▸ **Your objective**: Locate every line in the rows that contains the word "street" and copy each one out in full. Case counts.

─── Listed entries

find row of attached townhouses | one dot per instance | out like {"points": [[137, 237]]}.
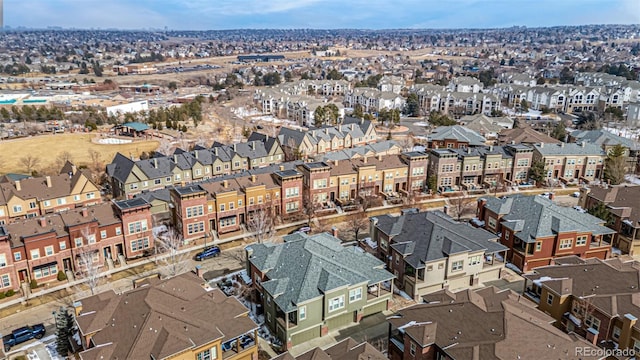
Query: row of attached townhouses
{"points": [[32, 197], [130, 177], [455, 103], [38, 248]]}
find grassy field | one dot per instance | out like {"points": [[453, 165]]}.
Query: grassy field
{"points": [[48, 147]]}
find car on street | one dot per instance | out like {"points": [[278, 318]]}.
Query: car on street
{"points": [[25, 333], [210, 252]]}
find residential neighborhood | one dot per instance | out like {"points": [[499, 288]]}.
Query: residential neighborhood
{"points": [[305, 188]]}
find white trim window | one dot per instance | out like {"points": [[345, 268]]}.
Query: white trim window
{"points": [[336, 303]]}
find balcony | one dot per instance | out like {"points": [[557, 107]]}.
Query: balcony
{"points": [[241, 344]]}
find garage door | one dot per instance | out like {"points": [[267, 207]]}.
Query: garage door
{"points": [[306, 335], [375, 308], [340, 321]]}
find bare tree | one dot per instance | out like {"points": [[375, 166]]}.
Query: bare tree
{"points": [[462, 205], [30, 162], [357, 222], [261, 225], [172, 260]]}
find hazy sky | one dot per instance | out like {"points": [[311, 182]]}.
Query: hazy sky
{"points": [[324, 14]]}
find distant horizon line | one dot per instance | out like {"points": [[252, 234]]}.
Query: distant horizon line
{"points": [[166, 29]]}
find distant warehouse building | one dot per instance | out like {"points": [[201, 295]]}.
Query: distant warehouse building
{"points": [[135, 106], [260, 58]]}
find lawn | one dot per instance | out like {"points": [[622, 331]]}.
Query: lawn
{"points": [[48, 147]]}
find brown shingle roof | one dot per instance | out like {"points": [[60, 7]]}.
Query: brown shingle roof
{"points": [[486, 324], [163, 319]]}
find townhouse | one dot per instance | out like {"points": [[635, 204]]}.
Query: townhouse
{"points": [[345, 349], [480, 324], [571, 162], [39, 248], [310, 285], [454, 137], [429, 251], [623, 205], [593, 298], [536, 230], [607, 141], [130, 177], [352, 132], [480, 167], [177, 318], [32, 197]]}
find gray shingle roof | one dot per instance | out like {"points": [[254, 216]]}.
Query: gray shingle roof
{"points": [[305, 267], [459, 133], [536, 216], [429, 236]]}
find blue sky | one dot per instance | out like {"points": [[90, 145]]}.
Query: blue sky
{"points": [[321, 14]]}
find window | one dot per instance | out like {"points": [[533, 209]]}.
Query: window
{"points": [[194, 211], [456, 265], [140, 244], [566, 243], [336, 303], [581, 240], [5, 281], [208, 354], [355, 295], [592, 322], [195, 228], [137, 226]]}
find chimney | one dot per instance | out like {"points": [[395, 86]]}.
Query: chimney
{"points": [[628, 321], [592, 336]]}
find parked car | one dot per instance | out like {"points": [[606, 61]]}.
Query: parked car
{"points": [[302, 229], [213, 251], [23, 334]]}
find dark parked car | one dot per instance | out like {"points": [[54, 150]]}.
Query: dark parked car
{"points": [[208, 253], [25, 333]]}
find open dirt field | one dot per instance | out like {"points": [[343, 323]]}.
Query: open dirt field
{"points": [[48, 147]]}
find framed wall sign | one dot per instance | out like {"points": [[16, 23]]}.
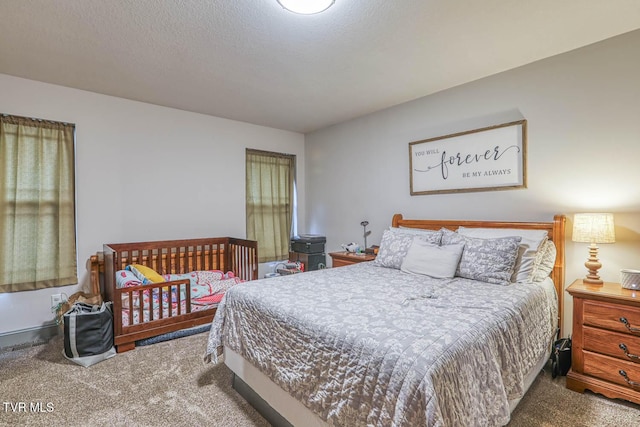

──────

▸ **Task response**:
find car on street | one dot per instance | out like {"points": [[278, 318]]}.
Query: car on street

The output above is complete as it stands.